Point labeling lines

_ _ _

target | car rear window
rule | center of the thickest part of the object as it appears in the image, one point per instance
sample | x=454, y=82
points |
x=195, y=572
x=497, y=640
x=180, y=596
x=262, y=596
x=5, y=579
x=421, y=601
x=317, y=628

_ _ _

== Aim ==
Give these lines as a JSON list of strings, one string for each line, leaving out blank lines.

== Answer to the exercise ==
[
  "target | car rear window",
  "rule | center of the thickest part of the object as it appears in the image, one point per instance",
  "sample | x=454, y=82",
  "points |",
  "x=195, y=572",
  "x=497, y=640",
  "x=180, y=596",
  "x=262, y=596",
  "x=5, y=579",
  "x=421, y=601",
  "x=317, y=628"
]